§ **SELECTED PASSAGE**
--- Begin ---

Scott received his bachelor's degree from Williams College and his MA and PhD in political science from Yale. He taught at the University of Wisconsin–Madison until 1976 and then at Yale, where he is Sterling Professor of Political Science. Since 1991 he has directed Yale's Program in Agrarian Studies.[5] He lives in Durham, Connecticut, where he once raised sheep.[3][6]

Early life and career Edit

Scott was born in Mount Holly, New Jersey, in 1936.[7] He attended the Moorestown Friends School, a Quaker Day School, and in 1953 matriculated at Williams College in Massachusetts.[6] On the advice of Indonesia scholar William Hollinger he wrote an honors thesis on the economic development of Burma.[6] Scott received his bachelor's degree from Williams College in 1958, and his PhD in political science from Yale University in 1967.[7]

Upon graduation, Scott received a Rotary International Fellowship to study in Burma, where he was recruited by an American student activist who had become an anti-communist organizer for the Central Intelligence Agency (CIA). Scott agreed to do reporting for the agency, and at the end of his fellowship, took a post in the Paris office of the National Student Association, which accepted CIA money and direction in working against communist-controlled global student movements over the next few years.[8]

Scott began graduate study in political science at Yale in 1961. His dissertation on political ideology in Malaysia, which was supervised by Robert E. Lane, analysed interviews with Malaysian civil servants. In 1967, he took a position as an assistant professor in political science at the University of Wisconsin–Madison. As a Southeast Asia specialist teaching during the Vietnam War, he offered popular courses on the war and peasant revolutions.[9] In 1976, having earned tenure at Madison, Scott returned to Yale and settled on a farm in Durham, Connecticut, with his wife. They started with a small farm, then purchased a larger one nearby in the early 1980s and began raising sheep for their wool.[9] Since 2011, the pastures on the farm have been grazed by two Highland cattle, named Fife and Dundee.

--- End ---

§ **WORK TO COMPLETE**
Answer these questions from the passage about Scott:
1. In what town and year was Scott born?
2. Who supervised Scott's dissertation at Yale?
3. What are the names of the two Highland cattle on the farm?
The data that comes next has no connection to the passage about Scott.

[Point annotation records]
--- Begin ---

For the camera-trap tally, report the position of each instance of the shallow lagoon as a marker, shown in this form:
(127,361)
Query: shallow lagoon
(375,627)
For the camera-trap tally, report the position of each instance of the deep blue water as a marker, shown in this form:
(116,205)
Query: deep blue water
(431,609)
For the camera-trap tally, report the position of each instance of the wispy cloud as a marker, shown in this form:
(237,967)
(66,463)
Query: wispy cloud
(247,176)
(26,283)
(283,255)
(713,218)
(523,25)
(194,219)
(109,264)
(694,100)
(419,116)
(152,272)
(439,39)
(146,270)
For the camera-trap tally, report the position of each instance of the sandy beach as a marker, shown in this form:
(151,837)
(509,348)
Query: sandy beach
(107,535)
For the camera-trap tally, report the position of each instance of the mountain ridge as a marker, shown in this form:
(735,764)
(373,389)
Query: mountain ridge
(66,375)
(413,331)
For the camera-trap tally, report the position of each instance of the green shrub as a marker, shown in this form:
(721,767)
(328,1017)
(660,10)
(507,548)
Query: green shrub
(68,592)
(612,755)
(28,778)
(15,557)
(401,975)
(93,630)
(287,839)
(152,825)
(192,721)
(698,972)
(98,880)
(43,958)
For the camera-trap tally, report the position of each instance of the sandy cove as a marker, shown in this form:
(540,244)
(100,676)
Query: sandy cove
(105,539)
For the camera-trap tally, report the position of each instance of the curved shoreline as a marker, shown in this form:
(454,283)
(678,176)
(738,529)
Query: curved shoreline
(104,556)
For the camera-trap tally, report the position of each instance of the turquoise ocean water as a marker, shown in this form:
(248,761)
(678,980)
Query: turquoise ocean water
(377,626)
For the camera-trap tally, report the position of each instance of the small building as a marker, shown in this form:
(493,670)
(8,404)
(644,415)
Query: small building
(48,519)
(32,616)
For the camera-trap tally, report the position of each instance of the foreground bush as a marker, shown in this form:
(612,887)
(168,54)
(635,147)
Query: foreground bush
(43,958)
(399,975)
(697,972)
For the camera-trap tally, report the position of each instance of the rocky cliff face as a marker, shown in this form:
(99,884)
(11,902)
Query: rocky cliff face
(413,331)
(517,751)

--- End ---

§ **SOLUTION TO THIS PROBLEM**
1. Mount Holly, New Jersey, in 1936.
2. Robert E. Lane.
3. Fife and Dundee.